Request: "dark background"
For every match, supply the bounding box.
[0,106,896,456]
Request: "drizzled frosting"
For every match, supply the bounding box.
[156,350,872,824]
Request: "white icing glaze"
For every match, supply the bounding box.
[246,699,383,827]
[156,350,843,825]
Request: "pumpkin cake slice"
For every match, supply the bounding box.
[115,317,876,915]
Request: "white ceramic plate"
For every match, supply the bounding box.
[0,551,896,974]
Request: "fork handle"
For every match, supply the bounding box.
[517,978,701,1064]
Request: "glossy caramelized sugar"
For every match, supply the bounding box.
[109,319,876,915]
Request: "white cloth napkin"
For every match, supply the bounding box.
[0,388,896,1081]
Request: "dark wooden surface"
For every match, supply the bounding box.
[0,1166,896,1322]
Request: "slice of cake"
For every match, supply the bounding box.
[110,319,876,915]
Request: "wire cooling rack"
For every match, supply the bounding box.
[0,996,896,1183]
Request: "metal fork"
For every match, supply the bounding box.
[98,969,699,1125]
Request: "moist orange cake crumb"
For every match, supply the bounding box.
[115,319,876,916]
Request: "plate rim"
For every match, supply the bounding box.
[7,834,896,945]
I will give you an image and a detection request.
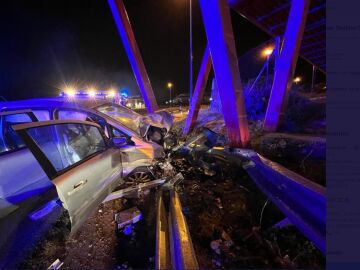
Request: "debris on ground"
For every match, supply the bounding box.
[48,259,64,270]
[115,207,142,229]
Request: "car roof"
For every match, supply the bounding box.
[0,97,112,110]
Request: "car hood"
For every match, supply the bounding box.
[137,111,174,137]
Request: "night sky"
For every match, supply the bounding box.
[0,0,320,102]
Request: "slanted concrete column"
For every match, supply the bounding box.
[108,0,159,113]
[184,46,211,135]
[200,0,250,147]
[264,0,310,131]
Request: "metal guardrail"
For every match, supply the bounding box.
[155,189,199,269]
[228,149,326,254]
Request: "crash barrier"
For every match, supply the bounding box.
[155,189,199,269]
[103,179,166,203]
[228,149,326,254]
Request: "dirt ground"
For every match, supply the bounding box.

PROBLEM TO WORK ON: Reproduce all of the lines above, substituting "piece of cake" for every occurrence of "slice of cake" and leaving everything else unchanged. Omit the pictures from your answer.

REPLY:
Request: "dark background"
For every match, supply the bounding box.
[0,106,896,456]
Request: "drizzled frosting"
For every match, supply the bounding box.
[156,350,872,824]
Request: "white icing glaze"
For every match, supply the bounding box.
[246,699,383,827]
[156,350,843,825]
Request: "pumpkin cake slice"
For every match, supply the bounding box.
[115,317,876,915]
Request: "white ceramic plate"
For every match, supply the bounding box.
[0,551,896,974]
Request: "fork handle"
For every match, supply the bounding box.
[517,978,701,1064]
Request: "glossy caramelized sugar"
For every match, supply the bounding box.
[109,319,876,915]
Request: "white cloth napkin"
For every match, supply the bounding box.
[0,388,896,1081]
Request: "dark wooden surface"
For every match, supply the bounding box.
[0,1166,896,1322]
Request: "piece of cake"
For every match, supply the bounding box.
[110,319,876,915]
Request: "wire cooling rack"
For every match, supply the bounding box.
[0,996,896,1183]
Request: "metal fork"
For every match, supply the bounding box.
[98,969,699,1125]
Request: "moist orange cake crumb"
For every match, supply the bounding box.
[115,319,876,916]
Request: "plate rim"
For every match, supply the bounding box.
[7,834,896,945]
I will give you an image and a detection request.
Request: "debris on ground"
For every match, supply the bounding box.
[48,259,64,270]
[115,207,142,229]
Request: "car roof"
For every match, supply the bounding box.
[0,97,112,110]
Request: "car hood"
For every match, supply the bounding box.
[137,111,174,137]
Request: "night sky"
For every match, supply the bounding box.
[0,0,320,102]
Request: "slanted concrete column"
For every match, supply the bounding box.
[108,0,159,113]
[184,46,211,135]
[200,0,250,147]
[264,0,310,131]
Request: "metal guardrail"
For every match, supply the bounding box.
[155,189,199,269]
[228,149,326,254]
Request: "crash barrier"
For every match, supply the bounding box.
[155,189,199,269]
[103,179,166,203]
[228,149,326,254]
Request: "dirt ground"
For every match, supply the bounding box.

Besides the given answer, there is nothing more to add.